## START

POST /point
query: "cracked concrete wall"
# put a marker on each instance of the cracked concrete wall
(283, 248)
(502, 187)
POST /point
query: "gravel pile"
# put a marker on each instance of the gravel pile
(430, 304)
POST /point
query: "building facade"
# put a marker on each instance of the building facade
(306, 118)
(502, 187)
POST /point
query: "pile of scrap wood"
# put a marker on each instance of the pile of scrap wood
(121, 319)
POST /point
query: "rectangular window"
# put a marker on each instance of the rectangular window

## END

▶ _Short exercise_
The full set of records should be duplicated exactly.

▶ _Response for this exercise_
POST /point
query: "cracked concrete wall"
# put a marker on each instance of the cracked concrete wall
(283, 248)
(502, 187)
POST /point
query: "gravel pile"
# put a marker on each instance of the gravel pile
(430, 304)
POST /point
query: "building facade"
# put a marker on each instance of the building facade
(306, 118)
(502, 187)
POST /point
query: "pile of scrap wood"
# put a marker on each instance of the pile of scrap wood
(121, 319)
POST /point
query: "rectangular window"
# put a marker on each instance of the rectangular window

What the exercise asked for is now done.